--- DOCUMENT SEGMENT ---
## Start
Thanks for sharing, great tips


----------



## Kotsos (May 7, 2011)

Great work to both of them. 

You know what my fav write up would be


----------



## m4rkymark (Aug 17, 2014)

Rgk Detailing said:


> Thank you to everyone for your comments much appreciated :thumb:
> 
> The piano black trim is polished via rotary, in this case, Menzerna intensive polish, followed by 85 rd, using Chemical guys white polishing and black finishing spot pads, if you have just very light marring on your trim then a finishing polish and pad may restore a flawless finish to the trim, even a da polisher would be just as effective, unfortunately polishing by hand would yield limited success, other than hiding any defects in the trim, hope this helps.
> 
> Richard


ive got a DA polisher but don't have any menzerna, you have given me food for thought though thanks. you only have to look at these trims and they seem to mark, they are a PITA!


----------



## siradamrees (May 3, 2011)

fantastic job


----------



## e60mad (Dec 10, 2007)
## End
--- TASKS FOR THIS EXERCISE ---
- A) Answer these from the detailing forum thread:
(i) Which polish did Rgk Detailing use first on the piano black trim?
(ii) What kind of polisher does m4rkymark say they already have?
(iii) What does Kotsos write about the work?
- B) Reproduce the detailing forum thread between "ive got a DA" and "(May 3, 2011)", inclusive.
- C) Proceed with the detailing forum thread, picking up right after its last line.

--- GIVEN INFORMATION ---
## Start
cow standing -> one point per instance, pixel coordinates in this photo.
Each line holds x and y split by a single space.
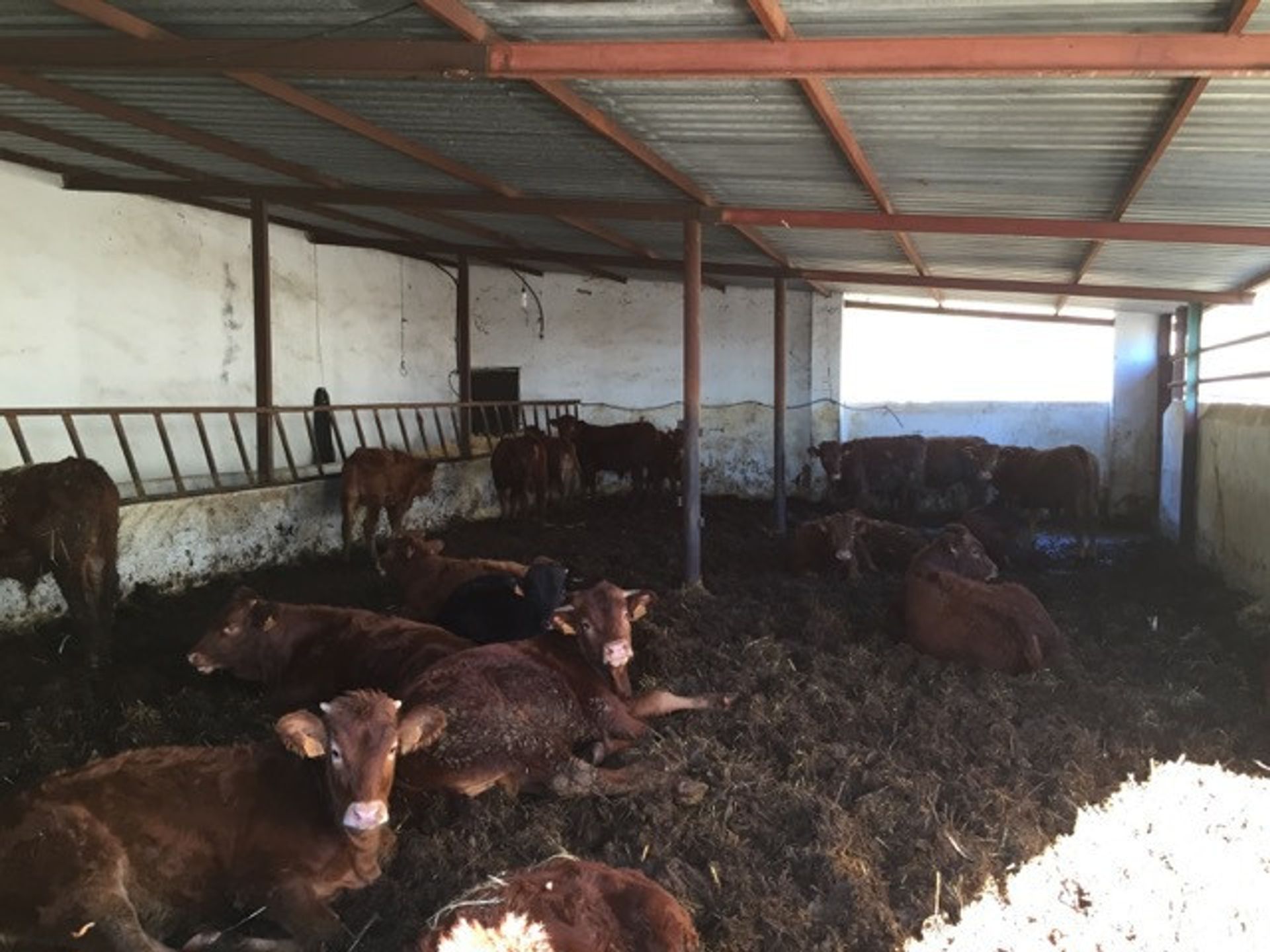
## End
--- PER-TASK ANSWERS ---
- A)
(i) Menzerna intensive polish
(ii) A DA polisher
(iii) "Great work to both of them."

- B)
ive got a DA polisher but don't have any menzerna, you have given me food for thought though thanks. you only have to look at these trims and they seem to mark, they are a PITA!


----------



## siradamrees (May 3, 2011)

- C)
Agreed, very nice work indeed


----------



## unique detail (Jan 26, 2012)

Top draw as always Rich:thumb:


----------



## Rgk Detailing (Dec 6, 2006)

Thanks fellas :thumb:



m4rkymark said:


> ive got a DA polisher but don't have any menzerna, you have given me food for thought though thanks. you only have to look at these trims and they seem to mark, they are a PITA!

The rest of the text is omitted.